TASK
Output every line of the data below as a numbered list, skipping blank lines. Omit the pictures from your answer.

Extracted data

============

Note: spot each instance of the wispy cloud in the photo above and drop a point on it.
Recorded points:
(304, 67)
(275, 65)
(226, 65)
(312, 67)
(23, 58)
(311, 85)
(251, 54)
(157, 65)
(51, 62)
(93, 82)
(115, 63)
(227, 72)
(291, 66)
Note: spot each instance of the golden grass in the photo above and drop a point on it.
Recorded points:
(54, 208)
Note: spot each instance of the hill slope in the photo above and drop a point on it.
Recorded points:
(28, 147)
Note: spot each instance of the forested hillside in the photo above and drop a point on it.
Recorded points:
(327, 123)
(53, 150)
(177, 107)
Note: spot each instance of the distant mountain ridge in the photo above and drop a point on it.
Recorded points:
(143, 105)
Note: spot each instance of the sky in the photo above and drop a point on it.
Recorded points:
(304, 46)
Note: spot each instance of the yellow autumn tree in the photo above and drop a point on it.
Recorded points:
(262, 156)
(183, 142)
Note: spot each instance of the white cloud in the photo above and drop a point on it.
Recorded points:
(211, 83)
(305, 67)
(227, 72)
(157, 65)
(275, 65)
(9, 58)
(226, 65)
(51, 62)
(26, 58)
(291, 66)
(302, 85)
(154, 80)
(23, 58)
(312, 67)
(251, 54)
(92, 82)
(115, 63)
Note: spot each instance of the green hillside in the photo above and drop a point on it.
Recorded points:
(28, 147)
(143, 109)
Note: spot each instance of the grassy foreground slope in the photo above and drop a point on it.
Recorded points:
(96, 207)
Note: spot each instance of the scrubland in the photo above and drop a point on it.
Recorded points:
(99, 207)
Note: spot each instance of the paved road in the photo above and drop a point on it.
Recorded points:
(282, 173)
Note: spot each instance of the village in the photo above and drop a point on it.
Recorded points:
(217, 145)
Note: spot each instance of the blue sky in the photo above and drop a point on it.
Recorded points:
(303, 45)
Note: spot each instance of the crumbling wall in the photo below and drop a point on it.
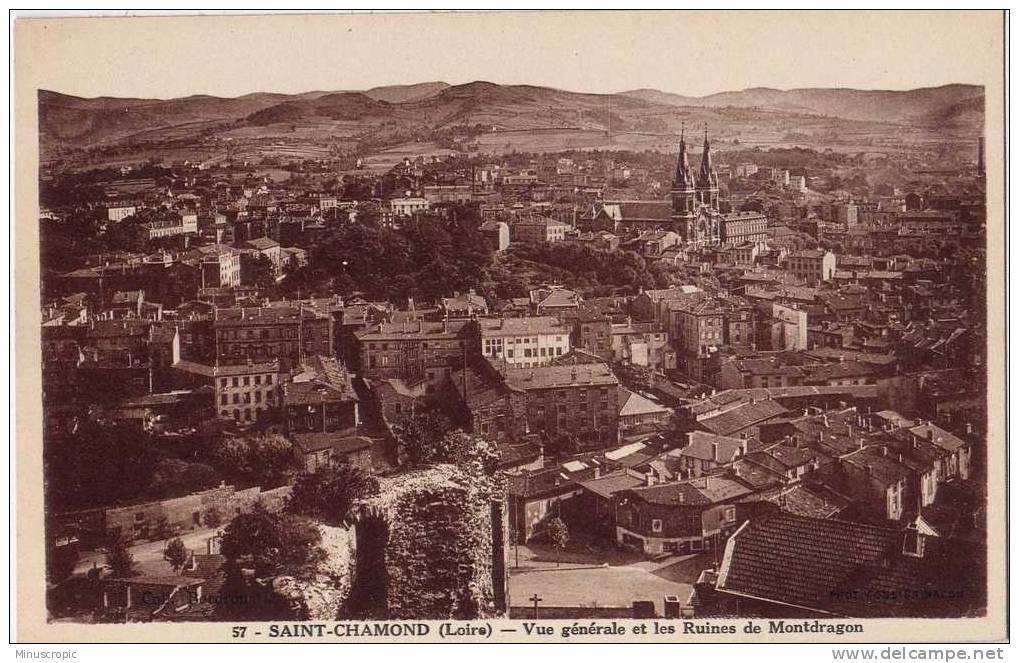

============

SOLUTION TO THE PROBLEM
1. Note: spot each instance of the wispy cloud in the photo above and drop a point on it.
2. Recorded points:
3. (304, 67)
4. (275, 65)
5. (226, 65)
6. (312, 67)
7. (23, 58)
8. (311, 85)
9. (251, 54)
10. (157, 65)
11. (51, 62)
12. (93, 82)
13. (115, 63)
14. (227, 72)
15. (291, 66)
16. Note: spot each instance of the golden grass in the photo above and drop a point on it.
17. Recorded points:
18. (54, 208)
19. Note: spot each instance of the hill slope in the photo above and drop a point on it.
20. Recorded points:
21. (28, 147)
22. Note: spot each instance of the forested hillside in the photo above and drop a point on it.
23. Recorded points:
24. (327, 123)
25. (53, 150)
26. (177, 107)
27. Note: spot each instance of the distant mountain ridge in the photo above and drop a point on it.
28. Recorded points:
29. (143, 105)
30. Note: spot each instance of the sky in the photo above and drop a point on it.
31. Recorded points:
32. (304, 46)
33. Note: spot each instance of the yellow autumn tree in the photo above and drop a point on it.
34. Recorded points:
35. (262, 156)
36. (183, 142)
37. Note: spot each instance of the white cloud in the photo above and drop a point on it.
38. Recorded points:
39. (211, 83)
40. (305, 67)
41. (227, 72)
42. (157, 65)
43. (275, 65)
44. (9, 58)
45. (226, 65)
46. (51, 62)
47. (26, 58)
48. (291, 66)
49. (302, 85)
50. (154, 80)
51. (23, 58)
52. (312, 67)
53. (251, 54)
54. (92, 82)
55. (115, 63)
56. Note: spot each instance of the green hillside in the photo above and drop a point on it.
57. Recorded points:
58. (28, 147)
59. (143, 109)
60. Note: spot each instance of the grassy foreground slope in the photo above and drop a point on it.
61. Recorded points:
62. (96, 207)
63. Note: spot each instance of the scrubland in the photo above and drop a point on it.
64. Recorded points:
65. (99, 207)
66. Note: spot each instance of the paved road in the photo above and drop a point on it.
67. Recorded points:
68. (282, 173)
69. Note: spot each instance of the village in the photo above and drop a point on it.
70. Recorded points:
71. (217, 145)
72. Note: spot each instance of the blue sky in the photo above and drop a point on it.
73. Recorded points:
74. (303, 45)
75. Note: spot each instance of the crumbling wall in the photo below and drop a point on it.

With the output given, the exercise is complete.